* begin Extract provided *

Drilling at Camyurt has defined a mineralized zone that is continuous for at least 1,100 metres along strike, with additional potential to extend mineralization to the northeast. The steeply dipping oxidized body starts at surface, has been vertically defined to a minimum of 150 metres, remains open at depth and can reach up to 150 metres in thickness. Definition drilling will continue in the fourth quarter, and an initial resource estimate at Camyurt is planned to be included as part of the company's year-end global reserve and resource statement in the first quarter of 2012.
Resignation of vice-president of exploration
In October, 2011, the company's vice-president of exploration, Mr. Thiboutot, submitted his resignation notice, effective Nov. 13, 2011. Mr. Thiboutot has been with the company since March, 2009. The company's vice-president of corporate development, Mr. Tarnocai, will work with Mr. Thiboutot to transition responsibilities, and will assume the duties of vice-president of exploration on an interim basis. The company wishes to thank Mr. Thiboutot for his contributions to the company over the past 2-1/2 years.
Outlook
Operations
The company is on track to achieve its full year 2011 production guidance of between 145,000 and 160,000 ounces of production at a cash operating cost (exclusive of the 5-per-cent royalty) of between $365 and $390 per ounce. Mining operations are currently achieving or exceeding budgeted levels. Crusher throughput in the month of October, 2011, reached record levels of 500,000 tonnes crushed (average 16,100 tonnes per day). In addition, the company produced 15,000 ounces of gold in the month of October, bringing year-to-date production to 121,500 ounces.

* end Extract provided *
* begin Given entries *

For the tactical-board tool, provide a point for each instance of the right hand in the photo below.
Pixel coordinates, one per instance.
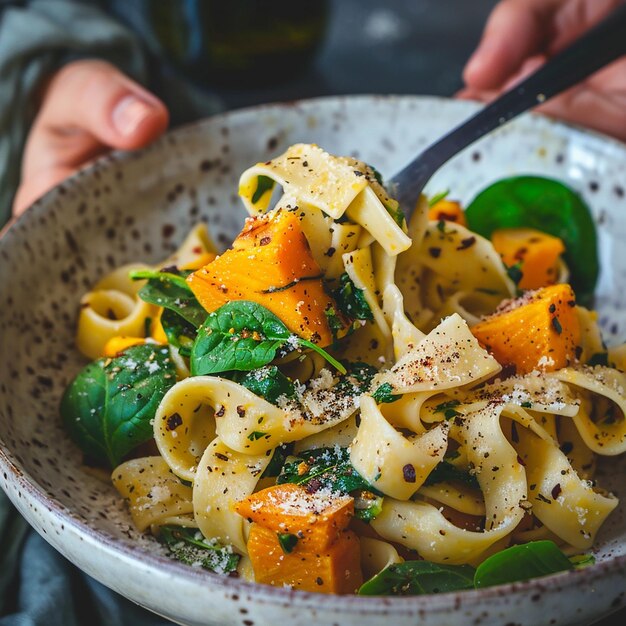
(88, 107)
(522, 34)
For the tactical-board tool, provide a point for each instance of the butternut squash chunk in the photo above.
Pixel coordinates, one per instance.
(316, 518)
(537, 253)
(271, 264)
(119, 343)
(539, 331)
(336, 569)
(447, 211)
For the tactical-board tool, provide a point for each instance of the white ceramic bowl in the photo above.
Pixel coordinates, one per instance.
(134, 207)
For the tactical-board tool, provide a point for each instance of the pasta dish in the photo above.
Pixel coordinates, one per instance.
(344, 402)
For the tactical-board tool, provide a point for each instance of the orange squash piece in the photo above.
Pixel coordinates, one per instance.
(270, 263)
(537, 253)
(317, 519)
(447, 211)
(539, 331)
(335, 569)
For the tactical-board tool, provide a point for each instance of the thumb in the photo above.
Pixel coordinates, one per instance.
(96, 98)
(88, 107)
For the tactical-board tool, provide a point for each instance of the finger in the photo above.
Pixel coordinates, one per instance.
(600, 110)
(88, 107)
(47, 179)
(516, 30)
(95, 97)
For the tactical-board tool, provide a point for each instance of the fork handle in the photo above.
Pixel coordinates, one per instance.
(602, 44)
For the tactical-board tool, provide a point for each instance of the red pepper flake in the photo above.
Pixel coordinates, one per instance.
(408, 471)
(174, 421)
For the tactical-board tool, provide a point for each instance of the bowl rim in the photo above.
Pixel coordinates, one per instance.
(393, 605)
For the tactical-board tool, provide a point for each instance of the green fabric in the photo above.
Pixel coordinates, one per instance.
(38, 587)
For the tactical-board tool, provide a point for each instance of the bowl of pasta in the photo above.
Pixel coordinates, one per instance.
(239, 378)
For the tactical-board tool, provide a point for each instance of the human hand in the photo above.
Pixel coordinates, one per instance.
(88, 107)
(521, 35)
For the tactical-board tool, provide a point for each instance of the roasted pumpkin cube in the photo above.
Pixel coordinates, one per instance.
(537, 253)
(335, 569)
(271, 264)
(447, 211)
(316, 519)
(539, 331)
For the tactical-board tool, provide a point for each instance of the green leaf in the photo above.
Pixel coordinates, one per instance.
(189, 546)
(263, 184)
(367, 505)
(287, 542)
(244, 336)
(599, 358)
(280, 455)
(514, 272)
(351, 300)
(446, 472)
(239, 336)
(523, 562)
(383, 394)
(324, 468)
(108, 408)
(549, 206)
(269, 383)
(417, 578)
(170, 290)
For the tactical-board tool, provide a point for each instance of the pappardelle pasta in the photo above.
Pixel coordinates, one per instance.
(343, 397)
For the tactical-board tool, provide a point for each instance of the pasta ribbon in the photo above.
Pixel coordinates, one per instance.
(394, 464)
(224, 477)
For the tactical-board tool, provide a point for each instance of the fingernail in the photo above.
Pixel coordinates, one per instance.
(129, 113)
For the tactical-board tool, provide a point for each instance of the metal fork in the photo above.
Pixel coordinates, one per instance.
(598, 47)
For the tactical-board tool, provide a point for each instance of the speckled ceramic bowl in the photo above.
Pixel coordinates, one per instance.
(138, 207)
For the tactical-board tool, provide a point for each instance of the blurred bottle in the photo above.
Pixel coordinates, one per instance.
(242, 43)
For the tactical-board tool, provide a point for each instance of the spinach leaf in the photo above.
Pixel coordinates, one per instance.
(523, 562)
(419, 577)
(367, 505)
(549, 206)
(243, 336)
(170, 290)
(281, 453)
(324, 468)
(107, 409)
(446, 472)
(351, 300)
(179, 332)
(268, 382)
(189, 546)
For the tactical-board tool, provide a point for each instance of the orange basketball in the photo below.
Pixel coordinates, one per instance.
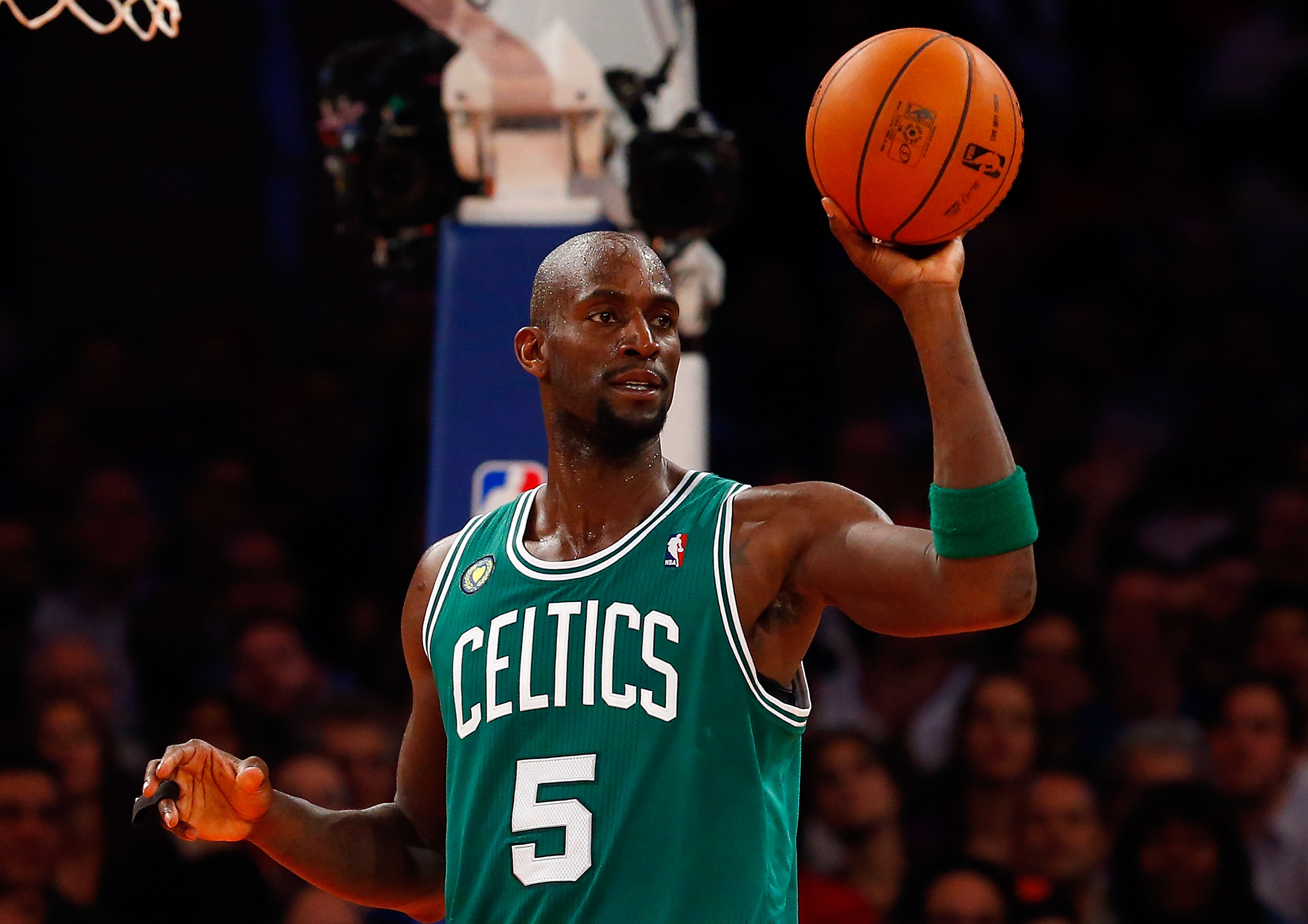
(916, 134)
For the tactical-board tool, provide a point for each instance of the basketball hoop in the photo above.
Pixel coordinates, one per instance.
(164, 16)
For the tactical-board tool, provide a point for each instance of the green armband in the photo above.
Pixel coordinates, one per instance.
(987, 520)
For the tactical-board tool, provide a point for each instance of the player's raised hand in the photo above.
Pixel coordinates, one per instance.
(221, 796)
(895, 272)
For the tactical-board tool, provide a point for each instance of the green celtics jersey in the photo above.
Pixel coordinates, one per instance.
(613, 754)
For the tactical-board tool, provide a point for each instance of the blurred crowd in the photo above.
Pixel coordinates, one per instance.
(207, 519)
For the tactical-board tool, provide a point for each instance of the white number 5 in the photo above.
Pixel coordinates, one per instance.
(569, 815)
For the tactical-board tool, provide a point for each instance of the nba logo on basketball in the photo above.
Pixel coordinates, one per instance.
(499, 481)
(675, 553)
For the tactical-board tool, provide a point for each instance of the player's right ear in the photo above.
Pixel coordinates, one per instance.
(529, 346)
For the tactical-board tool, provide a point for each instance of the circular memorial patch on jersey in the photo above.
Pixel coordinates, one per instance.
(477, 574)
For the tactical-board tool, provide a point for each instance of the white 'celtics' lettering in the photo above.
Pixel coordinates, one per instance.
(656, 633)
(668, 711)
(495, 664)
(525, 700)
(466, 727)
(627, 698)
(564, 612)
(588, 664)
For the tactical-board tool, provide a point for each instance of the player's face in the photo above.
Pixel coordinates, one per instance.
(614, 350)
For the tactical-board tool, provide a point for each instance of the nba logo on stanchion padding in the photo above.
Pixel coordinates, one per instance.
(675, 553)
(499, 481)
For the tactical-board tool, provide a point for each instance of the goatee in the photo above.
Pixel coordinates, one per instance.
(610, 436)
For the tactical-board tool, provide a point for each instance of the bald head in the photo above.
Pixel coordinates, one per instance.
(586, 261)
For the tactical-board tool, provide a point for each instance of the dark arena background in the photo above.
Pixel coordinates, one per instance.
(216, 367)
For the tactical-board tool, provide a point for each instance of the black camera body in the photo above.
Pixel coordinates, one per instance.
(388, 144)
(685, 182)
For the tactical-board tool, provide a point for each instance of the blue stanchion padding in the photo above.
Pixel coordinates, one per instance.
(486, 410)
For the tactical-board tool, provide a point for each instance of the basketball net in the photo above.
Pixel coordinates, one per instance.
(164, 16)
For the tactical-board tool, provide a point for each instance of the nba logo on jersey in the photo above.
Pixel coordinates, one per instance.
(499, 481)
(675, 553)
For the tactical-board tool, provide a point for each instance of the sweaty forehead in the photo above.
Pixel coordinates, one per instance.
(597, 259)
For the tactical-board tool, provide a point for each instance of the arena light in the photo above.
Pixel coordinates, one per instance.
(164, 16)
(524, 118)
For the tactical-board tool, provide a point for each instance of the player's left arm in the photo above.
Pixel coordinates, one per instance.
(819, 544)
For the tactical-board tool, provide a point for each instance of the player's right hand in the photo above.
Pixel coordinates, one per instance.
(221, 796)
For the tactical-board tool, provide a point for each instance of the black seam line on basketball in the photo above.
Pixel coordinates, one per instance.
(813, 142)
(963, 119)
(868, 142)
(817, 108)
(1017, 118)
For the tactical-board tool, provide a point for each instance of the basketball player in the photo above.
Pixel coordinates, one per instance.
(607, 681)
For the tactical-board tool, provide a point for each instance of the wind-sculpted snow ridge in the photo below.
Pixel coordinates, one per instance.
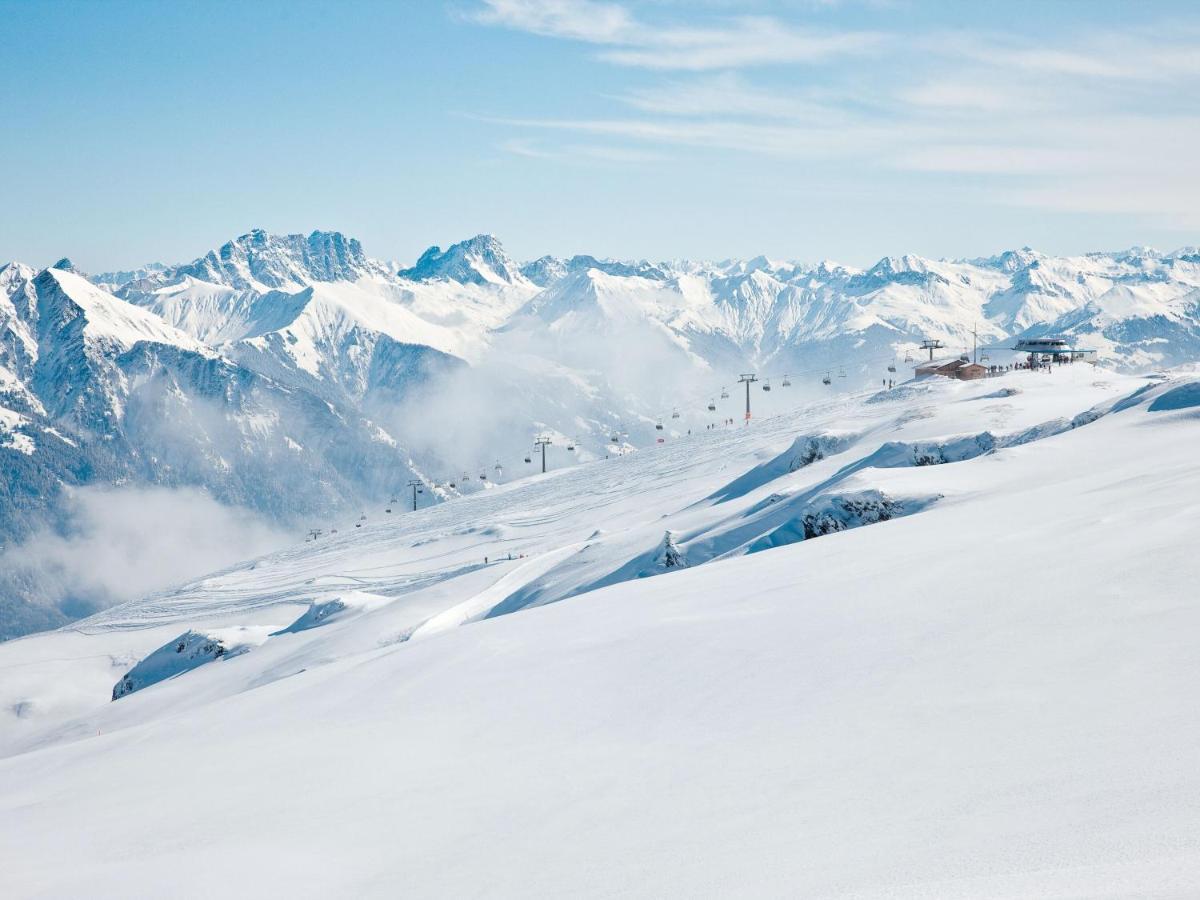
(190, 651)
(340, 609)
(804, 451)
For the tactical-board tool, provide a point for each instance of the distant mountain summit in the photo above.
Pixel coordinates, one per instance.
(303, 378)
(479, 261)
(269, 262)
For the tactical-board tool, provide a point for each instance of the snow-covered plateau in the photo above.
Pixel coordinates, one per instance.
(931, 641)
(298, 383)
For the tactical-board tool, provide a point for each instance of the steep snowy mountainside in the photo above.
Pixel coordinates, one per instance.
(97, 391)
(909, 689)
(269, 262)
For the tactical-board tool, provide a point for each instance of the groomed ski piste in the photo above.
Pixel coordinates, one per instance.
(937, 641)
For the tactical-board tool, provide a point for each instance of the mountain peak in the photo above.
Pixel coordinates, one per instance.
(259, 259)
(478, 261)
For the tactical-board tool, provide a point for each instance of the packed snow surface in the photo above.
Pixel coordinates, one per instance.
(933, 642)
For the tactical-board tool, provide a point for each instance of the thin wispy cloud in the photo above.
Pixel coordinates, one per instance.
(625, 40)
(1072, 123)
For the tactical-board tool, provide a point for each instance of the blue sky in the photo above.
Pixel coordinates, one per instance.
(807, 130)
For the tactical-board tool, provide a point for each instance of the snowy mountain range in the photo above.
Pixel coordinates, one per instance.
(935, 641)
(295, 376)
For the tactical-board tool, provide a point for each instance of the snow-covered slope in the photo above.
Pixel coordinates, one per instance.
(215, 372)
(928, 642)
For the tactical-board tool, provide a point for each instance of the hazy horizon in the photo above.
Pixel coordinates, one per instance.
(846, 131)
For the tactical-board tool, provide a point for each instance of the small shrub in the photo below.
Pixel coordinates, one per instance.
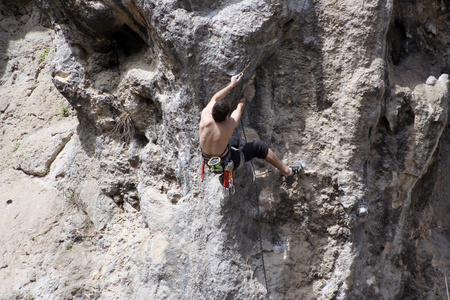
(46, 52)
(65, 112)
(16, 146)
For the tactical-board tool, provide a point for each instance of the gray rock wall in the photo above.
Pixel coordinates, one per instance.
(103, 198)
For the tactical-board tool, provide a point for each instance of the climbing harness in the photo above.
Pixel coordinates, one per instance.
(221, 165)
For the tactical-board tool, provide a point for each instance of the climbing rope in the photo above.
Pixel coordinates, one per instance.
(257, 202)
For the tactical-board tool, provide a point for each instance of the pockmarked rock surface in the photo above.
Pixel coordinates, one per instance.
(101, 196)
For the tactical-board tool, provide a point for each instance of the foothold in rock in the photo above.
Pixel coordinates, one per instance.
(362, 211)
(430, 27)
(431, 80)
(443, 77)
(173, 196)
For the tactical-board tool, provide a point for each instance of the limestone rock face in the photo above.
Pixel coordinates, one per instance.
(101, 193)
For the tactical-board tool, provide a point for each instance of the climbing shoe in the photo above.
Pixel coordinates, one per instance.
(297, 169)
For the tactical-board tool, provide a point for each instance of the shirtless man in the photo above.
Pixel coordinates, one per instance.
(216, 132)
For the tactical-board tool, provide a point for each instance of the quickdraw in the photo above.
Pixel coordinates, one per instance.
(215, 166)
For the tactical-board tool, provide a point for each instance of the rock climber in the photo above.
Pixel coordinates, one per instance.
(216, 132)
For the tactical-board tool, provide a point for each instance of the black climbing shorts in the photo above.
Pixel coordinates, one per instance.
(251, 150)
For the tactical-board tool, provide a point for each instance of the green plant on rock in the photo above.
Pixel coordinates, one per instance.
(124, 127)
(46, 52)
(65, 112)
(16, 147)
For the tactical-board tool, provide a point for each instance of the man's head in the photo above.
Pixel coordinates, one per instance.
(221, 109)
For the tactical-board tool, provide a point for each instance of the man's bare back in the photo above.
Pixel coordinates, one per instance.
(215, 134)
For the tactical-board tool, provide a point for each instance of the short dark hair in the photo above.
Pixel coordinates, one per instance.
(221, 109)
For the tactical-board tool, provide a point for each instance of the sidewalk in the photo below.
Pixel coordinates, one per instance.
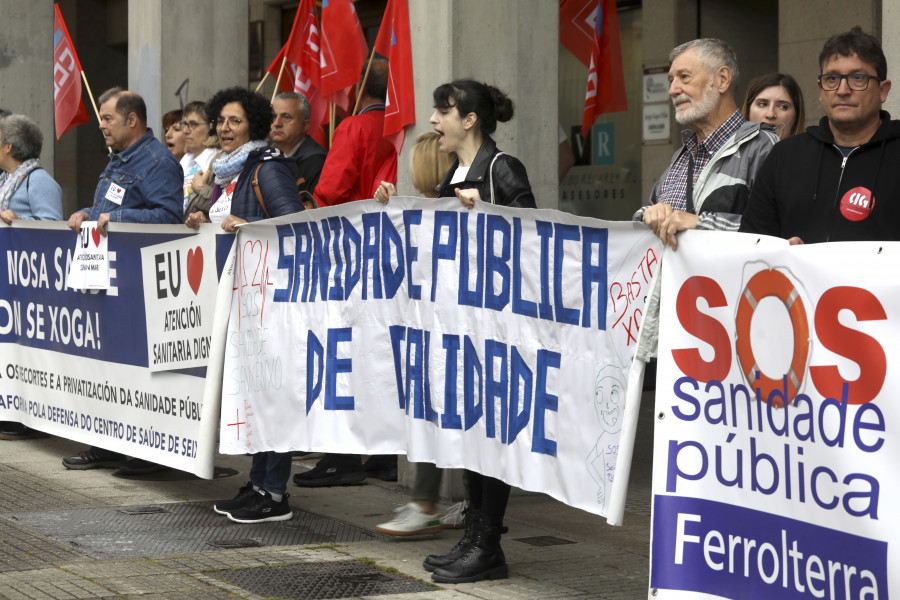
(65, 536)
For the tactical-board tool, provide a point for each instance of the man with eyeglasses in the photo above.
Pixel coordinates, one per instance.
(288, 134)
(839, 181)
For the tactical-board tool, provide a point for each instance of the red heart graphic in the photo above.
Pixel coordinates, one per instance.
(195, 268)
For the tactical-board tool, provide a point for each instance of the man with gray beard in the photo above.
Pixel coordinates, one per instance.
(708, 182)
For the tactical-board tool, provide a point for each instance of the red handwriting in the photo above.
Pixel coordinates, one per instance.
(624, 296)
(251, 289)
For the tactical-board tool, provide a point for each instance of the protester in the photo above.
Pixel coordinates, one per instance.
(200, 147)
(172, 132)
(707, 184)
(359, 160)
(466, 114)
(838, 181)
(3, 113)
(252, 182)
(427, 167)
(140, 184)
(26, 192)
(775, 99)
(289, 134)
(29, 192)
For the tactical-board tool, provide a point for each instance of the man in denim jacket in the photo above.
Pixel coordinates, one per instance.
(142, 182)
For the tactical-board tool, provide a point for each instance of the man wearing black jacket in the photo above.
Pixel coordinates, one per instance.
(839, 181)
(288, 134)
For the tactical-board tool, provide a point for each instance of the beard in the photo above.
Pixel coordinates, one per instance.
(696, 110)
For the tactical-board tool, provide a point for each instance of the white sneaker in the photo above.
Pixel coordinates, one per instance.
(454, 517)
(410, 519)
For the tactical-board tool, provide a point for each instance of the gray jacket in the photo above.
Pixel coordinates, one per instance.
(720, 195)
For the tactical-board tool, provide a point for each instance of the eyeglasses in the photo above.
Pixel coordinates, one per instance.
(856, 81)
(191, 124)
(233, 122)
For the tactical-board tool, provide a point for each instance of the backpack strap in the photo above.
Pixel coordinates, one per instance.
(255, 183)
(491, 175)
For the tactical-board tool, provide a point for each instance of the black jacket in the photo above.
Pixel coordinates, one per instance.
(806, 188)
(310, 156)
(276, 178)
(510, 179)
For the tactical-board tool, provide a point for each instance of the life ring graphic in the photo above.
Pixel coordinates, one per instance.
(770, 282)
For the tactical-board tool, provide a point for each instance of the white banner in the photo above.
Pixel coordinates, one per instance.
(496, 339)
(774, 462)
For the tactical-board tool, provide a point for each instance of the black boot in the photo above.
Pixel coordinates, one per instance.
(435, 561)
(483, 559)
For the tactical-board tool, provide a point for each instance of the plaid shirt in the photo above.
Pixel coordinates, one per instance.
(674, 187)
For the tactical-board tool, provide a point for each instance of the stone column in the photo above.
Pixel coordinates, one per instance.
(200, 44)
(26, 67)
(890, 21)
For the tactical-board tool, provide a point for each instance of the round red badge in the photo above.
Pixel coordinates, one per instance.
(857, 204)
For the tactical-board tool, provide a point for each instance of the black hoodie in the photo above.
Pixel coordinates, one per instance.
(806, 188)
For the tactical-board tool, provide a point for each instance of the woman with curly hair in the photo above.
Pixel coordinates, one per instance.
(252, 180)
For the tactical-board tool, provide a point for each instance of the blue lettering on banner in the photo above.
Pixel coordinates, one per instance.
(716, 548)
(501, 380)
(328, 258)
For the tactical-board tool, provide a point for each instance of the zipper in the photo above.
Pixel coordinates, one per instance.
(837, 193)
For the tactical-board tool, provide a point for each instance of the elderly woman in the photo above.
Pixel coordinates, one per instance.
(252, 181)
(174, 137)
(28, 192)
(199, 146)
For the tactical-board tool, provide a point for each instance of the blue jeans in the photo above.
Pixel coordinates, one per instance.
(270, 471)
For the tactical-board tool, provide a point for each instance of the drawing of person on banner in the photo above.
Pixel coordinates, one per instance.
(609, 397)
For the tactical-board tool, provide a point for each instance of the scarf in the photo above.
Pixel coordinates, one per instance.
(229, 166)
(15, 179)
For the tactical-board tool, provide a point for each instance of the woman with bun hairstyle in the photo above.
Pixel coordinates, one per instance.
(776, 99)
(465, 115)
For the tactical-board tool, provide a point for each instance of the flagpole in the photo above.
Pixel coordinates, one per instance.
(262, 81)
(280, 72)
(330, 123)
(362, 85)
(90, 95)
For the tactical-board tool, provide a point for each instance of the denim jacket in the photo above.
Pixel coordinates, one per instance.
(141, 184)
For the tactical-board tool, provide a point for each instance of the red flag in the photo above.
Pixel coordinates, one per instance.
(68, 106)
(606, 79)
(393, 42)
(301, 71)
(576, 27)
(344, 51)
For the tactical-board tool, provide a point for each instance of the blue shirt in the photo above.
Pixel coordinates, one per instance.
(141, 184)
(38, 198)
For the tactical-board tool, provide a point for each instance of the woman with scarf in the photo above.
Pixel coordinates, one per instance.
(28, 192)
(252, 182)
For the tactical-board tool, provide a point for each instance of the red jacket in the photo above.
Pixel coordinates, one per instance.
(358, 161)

* end Given entries *

● **Tasks for this exercise**:
1. What are all the section headings that appear in the mining update?
2. Which lines in the rows contain the word "denim"? Report each of them in full.

● **Task-by-task results**:
1.
Resignation of vice-president of exploration
Outlook
Operations

2.
For the tactical-board tool, provide a point for each instance of the man in denim jacket in the photo above.
For the tactical-board tool, provide a point for each instance of the denim jacket in the photo above.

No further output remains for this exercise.